Material provided:
========================
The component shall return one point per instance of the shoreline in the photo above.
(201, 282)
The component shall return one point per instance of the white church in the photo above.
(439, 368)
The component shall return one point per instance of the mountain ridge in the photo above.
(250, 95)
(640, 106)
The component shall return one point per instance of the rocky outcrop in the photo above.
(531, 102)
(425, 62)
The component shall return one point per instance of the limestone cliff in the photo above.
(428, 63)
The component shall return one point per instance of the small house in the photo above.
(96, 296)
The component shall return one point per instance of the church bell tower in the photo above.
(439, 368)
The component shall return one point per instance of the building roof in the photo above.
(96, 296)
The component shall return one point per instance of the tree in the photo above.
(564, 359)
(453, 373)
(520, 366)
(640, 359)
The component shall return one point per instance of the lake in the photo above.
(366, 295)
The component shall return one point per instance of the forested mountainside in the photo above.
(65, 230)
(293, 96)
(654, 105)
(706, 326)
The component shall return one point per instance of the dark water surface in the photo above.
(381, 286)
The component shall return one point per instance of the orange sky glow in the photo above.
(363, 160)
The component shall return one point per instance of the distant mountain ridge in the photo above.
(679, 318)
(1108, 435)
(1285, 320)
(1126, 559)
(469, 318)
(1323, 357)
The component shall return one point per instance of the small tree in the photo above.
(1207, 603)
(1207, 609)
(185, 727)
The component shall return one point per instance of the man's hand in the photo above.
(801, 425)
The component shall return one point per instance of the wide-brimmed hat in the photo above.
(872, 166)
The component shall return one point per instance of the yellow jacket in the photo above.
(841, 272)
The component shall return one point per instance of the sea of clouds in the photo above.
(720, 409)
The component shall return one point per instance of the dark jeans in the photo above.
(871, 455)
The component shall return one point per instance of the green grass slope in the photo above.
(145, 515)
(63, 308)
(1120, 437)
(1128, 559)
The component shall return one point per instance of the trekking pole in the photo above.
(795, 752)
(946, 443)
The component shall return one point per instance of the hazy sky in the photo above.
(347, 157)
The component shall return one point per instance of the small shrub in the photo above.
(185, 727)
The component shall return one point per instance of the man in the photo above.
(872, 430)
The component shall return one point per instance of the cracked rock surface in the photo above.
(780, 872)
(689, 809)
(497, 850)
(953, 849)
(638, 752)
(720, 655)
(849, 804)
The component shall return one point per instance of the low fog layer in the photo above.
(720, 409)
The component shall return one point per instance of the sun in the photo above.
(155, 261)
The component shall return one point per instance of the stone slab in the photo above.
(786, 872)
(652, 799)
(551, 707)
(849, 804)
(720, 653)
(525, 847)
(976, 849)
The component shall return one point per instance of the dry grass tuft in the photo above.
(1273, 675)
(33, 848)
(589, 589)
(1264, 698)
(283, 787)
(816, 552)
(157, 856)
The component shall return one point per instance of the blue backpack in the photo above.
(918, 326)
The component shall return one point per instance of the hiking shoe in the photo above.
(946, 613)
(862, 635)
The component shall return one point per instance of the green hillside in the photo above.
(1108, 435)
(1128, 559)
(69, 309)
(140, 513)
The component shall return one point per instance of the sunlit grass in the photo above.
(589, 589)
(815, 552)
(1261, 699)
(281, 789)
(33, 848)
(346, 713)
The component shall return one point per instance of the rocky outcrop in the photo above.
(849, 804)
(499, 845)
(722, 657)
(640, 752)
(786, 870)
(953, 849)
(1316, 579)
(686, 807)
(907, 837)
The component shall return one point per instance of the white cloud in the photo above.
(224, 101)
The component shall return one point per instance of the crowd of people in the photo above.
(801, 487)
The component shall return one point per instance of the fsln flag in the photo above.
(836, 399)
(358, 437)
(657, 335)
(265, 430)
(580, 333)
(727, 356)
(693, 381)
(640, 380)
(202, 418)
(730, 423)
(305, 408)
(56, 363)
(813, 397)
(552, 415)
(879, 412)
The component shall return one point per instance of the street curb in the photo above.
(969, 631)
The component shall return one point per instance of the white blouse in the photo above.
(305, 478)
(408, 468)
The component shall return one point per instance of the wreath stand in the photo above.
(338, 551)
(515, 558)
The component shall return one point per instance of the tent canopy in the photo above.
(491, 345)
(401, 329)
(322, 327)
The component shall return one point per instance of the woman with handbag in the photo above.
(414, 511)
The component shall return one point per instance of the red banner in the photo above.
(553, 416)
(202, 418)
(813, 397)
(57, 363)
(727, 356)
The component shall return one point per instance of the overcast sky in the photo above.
========================
Problem details: Using the data above, output each line exactly.

Solution:
The component shall return one point per instance of the shoreline in the photo above.
(201, 282)
The component shall return one point per instance of the white church in the photo above.
(439, 368)
The component shall return one point per instance of the mountain ridge in the photo above.
(250, 95)
(640, 106)
The component shall return one point per instance of the rocky outcrop in the photo above.
(531, 102)
(425, 62)
The component shall return one point per instance of the limestone cliff in the photo above.
(428, 63)
The component shall return one point per instance of the small house in the photo above.
(96, 296)
The component shall return one point per instance of the church bell tower in the photo above.
(439, 368)
The component shall return one point per instance of the building roof in the photo above.
(96, 296)
The component shall return one point per instance of the tree in the photo above.
(564, 359)
(453, 373)
(520, 366)
(640, 359)
The component shall return one point per instance of the lake in the photo above.
(366, 295)
The component shall return one point per instance of the forested mountainside in the photo above.
(65, 230)
(293, 96)
(654, 105)
(706, 326)
The component shall return one point per instance of the dark water surface in the photo above.
(381, 286)
The component shall return one point per instance of the orange sky glow in the photo above.
(363, 160)
The component shall return one point per instance of the distant mountain ridge in the photo above.
(679, 318)
(1108, 435)
(1285, 320)
(1126, 559)
(469, 318)
(1323, 357)
The component shall return one point per instance of the small tree in the photo above.
(1207, 603)
(1207, 609)
(185, 727)
The component shall return one point per instance of the man's hand in the photo above.
(801, 425)
The component shall return one point per instance of the wide-brimmed hat in the photo above.
(872, 166)
The component shall return one point per instance of the yellow jacket in the photo above.
(841, 272)
The component shall return one point per instance of the sea of clouds in the photo above.
(720, 409)
The component shall return one point per instance of the dark jeans in the photo above.
(871, 455)
The component shall return one point per instance of the green grass slope in the photo above.
(145, 515)
(63, 308)
(1120, 437)
(1128, 559)
The component shall return one point per instance of the trekking pole in the photo above.
(795, 752)
(946, 443)
The component shall return one point per instance of the hazy sky in the photo above.
(347, 157)
The component shall return one point per instance of the small shrub in the photo above.
(185, 727)
The component shall return one point per instance of the man in the photo above.
(872, 430)
The component shall return one point per instance of the cracked rock surface in the photo above.
(780, 872)
(689, 809)
(497, 850)
(953, 849)
(638, 752)
(720, 655)
(849, 804)
The component shall return one point per instance of the low fog layer in the photo above.
(720, 409)
The component shall return one point per instance of the sun in the photo above.
(155, 261)
The component shall return one point per instance of the stone slab in the photo above.
(786, 872)
(652, 799)
(551, 707)
(849, 804)
(720, 653)
(525, 847)
(976, 849)
The component shall return one point per instance of the dry grass tuft in the photo above.
(1273, 675)
(33, 848)
(589, 589)
(1264, 698)
(283, 787)
(816, 552)
(157, 856)
The component shall return one point per instance of the blue backpack in the photo above.
(918, 326)
The component shall return one point per instance of the hiking shoe in the photo above.
(946, 613)
(862, 635)
The component shall return one point per instance of the green hillside in the photo above.
(1108, 435)
(1128, 559)
(69, 309)
(140, 513)
The component shall return one point per instance of the sunlit grass in the photo above.
(589, 589)
(815, 552)
(1261, 699)
(281, 789)
(33, 848)
(346, 713)
The component shall return one point per instance of the rocky outcrop in the photo above.
(849, 804)
(499, 845)
(722, 657)
(640, 752)
(786, 870)
(953, 849)
(1316, 579)
(686, 807)
(907, 837)
The component shall return one point per instance of the white cloud in the photo above.
(224, 101)
The component shall return one point per instance of the crowd of people in the photo above.
(801, 487)
The component shall return one point per instance of the fsln flag in the photo above.
(836, 399)
(358, 437)
(657, 335)
(265, 430)
(580, 333)
(727, 356)
(693, 381)
(640, 380)
(202, 418)
(730, 423)
(305, 408)
(56, 363)
(813, 397)
(552, 415)
(879, 412)
The component shall return one point per instance of the street curb in the photo above.
(969, 631)
The component shall return one point per instance of the white blouse in the photo above.
(305, 478)
(408, 468)
The component shall return one point per instance of the wreath stand in the photo above.
(338, 551)
(515, 558)
The component shall return one point per instance of the tent canopy in the photo above.
(491, 345)
(401, 329)
(322, 327)
The component shall return one point per instance of the woman with handbag in the photo above.
(414, 511)
The component shall return one point per instance of the red banner in the photo above.
(553, 416)
(202, 418)
(813, 397)
(57, 363)
(727, 356)
The component shall return one point per instance of the overcast sky in the photo above.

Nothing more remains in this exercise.